* **Geselecteerde tekst**:
■ ■ ■ ■

Daniël Touw, geboren te Roosendaal in 1899 als zoon van een smid, start op 1 september 1928 een kachelmakerij en autoplaatwerkerij aan de Lindebaan 14-16. Het bedrijf maakt vooral plattebuiskachels. Soms komt er een klant voor reparatie van plaatschade aan zijn auto. Dat verandert echter snel als de automarkt vanaf het einde van de jaren twintig explosief begint te groeien. Spoedig ontwikkelt het bedrijf van Touw zich tot een schadeherstelbedrijf met klanten uit de hele regio. Daarnaast neemt de vraag naar vrachtwagens met gesloten en open laadbakken toe. Kooplieden die eerst nog met paard en wagen met hun handelswaar langs de deur trekken, schakelen vanaf de jaren vijftig van de vorige eeuw over op bestelwagens. In die tijd neemt ook het vervoer van groepen dagjesmensen snel toe en ontstaat er vraag naar op maat gebouwde bussen, voorzien van fraaie belettering en bekleding. Touw start in 1940 met zijn auto-beklederij en voegt zeven jaar later carrosseriebouw toe aan zijn bedrijfsactiviteiten; de kachelmakerij is dan al opgedoekt. De handelsnaam wordt gewijzigd in Carrosseriefabriek D. Touw.
In 1956 begint Touw ook een autospuitbedrijf. Het carrosseriebedrijf wordt met ingang van 1 januari 1962 ingebracht in de firma D. Touw en Zonen, G.E.C. (Gerard) Touw en H.J.H. (Harry) Touw. Daan Touw treedt in 1975 uit de zaak. Het bedrijf verhuist in juli 1991 van de Lindebaan 14-18 naar de Marconilaan-Noord 63, waar het nu nog steeds is gevestigd. Daan Touw jr. volgt in 1995 zijn vader Gerard en oom Harry op als directeur en eigenaar van Carrosserie Touw bv. Het carrosseriebedrijf is in de afgelopen jaren uitgegroeid tot een gerenommeerde fabrikant van brandweervoertuigen.
In de loop van de tijd heeft het productieprogramma niet alleen bestaan uit bestelwagens voor het vervoer van onder andere bier, ijsbiscuit en wasgoed, maar ook uit veewagens, ambulances, takelwagens en begrafenisauto's. Daarnaast bouwt Touw vele bussen in fraaie, gestroomlijnde vorm, waarmee hij deelneemt aan binnen- en buitenlandse concoursen en automobieltentoonstellingen zoals de RAI in Amsterdam. Deze autobussen worden voornamelijk geleverd aan afnemers in Noord-Brabant en Zeeland, onder meer aan de firma's Gebr. Bruins in Oosterhout, Gebr. Hurks in Breda, Marijnissen (Blauwe Vogel) in Roosendaal, Van Dijk in 's-Hertogenbosch en Eindhoven, Maes in Sint Jansteen en Van Raak in Baarle-Nassau. Touw vervaardigt gespecialiseerde cabines voor diverse Bergse transportbedrijven, zoals Van Egeraat, Meeus en Bernaards Transport, maar ook voor DAF in Eindhoven. Verder maakt het bedrijf complete opleggers, open en gesloten laadbakken in aluminium en nog zeer veel carrosserieën voor Bruijnzeel Kasten Vervoer en genoemde transportbedrijven.

■ ■ ■ ■

* **Gegeven informatie**:
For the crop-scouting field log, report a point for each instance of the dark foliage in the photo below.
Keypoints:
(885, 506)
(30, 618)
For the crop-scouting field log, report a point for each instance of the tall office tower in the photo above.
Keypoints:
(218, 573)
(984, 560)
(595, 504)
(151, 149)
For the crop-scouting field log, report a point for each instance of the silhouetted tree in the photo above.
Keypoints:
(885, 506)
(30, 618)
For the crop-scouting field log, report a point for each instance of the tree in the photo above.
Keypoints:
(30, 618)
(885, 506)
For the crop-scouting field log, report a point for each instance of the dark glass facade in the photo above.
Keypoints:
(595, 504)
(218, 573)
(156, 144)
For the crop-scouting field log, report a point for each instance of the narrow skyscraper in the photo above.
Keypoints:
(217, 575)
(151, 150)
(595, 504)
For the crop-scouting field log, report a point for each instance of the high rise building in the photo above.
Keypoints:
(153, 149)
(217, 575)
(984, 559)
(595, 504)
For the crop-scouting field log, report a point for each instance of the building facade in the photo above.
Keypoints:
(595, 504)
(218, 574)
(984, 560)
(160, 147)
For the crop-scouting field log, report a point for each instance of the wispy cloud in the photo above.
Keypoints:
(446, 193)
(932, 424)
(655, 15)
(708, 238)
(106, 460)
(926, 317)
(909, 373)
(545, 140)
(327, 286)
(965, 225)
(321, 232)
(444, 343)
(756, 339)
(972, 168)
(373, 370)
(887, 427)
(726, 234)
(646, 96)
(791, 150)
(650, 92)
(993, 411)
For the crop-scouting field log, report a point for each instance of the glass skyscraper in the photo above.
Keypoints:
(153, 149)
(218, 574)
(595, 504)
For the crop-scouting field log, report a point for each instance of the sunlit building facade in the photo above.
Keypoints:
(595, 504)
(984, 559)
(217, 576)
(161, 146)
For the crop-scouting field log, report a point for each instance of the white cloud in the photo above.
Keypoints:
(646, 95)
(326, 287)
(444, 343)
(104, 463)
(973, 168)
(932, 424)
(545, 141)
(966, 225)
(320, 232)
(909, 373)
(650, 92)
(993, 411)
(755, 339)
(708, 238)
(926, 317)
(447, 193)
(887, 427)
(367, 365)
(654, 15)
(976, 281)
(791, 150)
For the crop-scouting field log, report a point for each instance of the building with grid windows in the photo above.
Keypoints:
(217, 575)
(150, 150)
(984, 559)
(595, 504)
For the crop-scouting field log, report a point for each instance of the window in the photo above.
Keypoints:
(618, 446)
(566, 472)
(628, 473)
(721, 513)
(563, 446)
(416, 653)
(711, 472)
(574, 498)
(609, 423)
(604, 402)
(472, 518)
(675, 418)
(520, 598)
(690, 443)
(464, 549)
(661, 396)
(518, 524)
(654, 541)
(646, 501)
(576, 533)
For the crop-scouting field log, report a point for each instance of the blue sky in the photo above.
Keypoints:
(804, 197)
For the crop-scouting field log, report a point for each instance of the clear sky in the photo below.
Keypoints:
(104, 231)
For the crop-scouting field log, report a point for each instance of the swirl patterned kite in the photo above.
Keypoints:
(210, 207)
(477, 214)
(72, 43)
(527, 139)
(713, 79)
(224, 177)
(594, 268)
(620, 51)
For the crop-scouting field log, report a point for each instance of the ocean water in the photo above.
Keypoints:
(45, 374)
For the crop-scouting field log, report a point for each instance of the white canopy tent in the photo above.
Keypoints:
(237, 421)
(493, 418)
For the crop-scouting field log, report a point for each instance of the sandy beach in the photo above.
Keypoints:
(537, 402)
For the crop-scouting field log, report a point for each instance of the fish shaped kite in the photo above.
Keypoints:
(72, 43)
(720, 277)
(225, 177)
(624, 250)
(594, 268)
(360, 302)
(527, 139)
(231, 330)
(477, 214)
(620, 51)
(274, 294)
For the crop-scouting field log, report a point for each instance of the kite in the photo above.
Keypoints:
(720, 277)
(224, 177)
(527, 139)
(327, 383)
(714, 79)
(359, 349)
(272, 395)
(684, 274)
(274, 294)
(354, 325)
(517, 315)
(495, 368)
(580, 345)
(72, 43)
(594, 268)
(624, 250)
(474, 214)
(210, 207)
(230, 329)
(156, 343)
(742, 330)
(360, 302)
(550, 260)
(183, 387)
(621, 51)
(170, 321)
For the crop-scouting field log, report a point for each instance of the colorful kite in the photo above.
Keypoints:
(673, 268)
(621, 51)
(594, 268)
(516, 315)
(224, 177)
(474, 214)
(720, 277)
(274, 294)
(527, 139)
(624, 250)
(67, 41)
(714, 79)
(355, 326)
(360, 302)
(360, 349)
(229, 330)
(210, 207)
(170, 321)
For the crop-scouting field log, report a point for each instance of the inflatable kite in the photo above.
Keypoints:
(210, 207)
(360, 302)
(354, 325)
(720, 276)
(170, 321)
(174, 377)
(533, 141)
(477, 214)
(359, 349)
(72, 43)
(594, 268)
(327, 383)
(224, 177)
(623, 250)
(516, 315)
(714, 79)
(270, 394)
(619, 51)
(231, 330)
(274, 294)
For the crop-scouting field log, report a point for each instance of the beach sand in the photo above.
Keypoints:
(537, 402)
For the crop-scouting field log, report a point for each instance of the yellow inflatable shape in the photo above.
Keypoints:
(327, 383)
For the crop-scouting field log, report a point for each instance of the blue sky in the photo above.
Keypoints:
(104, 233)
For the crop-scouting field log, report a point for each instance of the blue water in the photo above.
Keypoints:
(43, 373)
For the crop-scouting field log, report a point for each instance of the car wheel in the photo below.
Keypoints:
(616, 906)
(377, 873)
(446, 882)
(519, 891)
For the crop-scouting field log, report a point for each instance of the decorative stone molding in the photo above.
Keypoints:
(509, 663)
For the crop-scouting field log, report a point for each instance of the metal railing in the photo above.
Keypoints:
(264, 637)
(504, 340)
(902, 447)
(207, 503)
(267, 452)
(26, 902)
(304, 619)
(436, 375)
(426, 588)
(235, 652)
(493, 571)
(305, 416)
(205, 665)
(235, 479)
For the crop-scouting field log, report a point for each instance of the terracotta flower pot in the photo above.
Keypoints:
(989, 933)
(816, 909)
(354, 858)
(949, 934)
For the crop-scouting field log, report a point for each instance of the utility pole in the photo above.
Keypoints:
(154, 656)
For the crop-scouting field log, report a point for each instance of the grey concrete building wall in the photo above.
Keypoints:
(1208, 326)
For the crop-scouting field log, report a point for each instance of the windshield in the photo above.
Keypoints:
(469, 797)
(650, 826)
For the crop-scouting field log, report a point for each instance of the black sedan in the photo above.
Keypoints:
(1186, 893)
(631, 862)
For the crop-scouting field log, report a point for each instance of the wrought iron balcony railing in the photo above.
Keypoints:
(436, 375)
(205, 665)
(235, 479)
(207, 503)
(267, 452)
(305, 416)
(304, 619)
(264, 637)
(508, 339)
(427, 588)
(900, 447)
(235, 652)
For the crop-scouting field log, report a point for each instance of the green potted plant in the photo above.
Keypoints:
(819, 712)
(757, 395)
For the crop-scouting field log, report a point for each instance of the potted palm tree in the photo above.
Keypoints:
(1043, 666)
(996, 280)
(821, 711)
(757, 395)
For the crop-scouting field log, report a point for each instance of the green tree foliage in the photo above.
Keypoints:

■ ■ ■ ■

Naar welk adres verhuisde het bedrijf volgens de tekst over Carrosserie Touw in juli 1991?

* **Antwoord**: Naar de Marconilaan-Noord 63.